◆ Requirements ◆
Reproduce all the lines below exactly and omit the images.

◆ Record list ◆
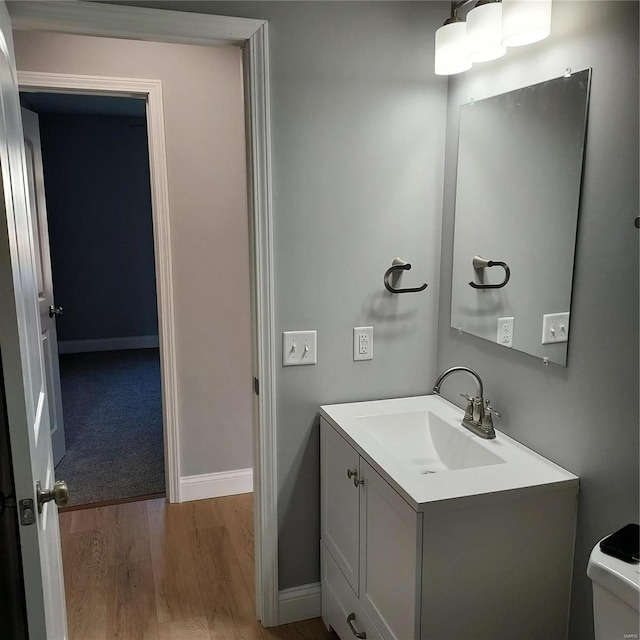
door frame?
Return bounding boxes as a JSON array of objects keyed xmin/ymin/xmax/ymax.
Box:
[
  {"xmin": 18, "ymin": 71, "xmax": 182, "ymax": 502},
  {"xmin": 9, "ymin": 0, "xmax": 278, "ymax": 627}
]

◆ Exercise result ◆
door frame?
Return bounding boxes as a JSON array of objects keyed xmin/ymin/xmax/ymax.
Box:
[
  {"xmin": 18, "ymin": 71, "xmax": 182, "ymax": 502},
  {"xmin": 9, "ymin": 0, "xmax": 278, "ymax": 627}
]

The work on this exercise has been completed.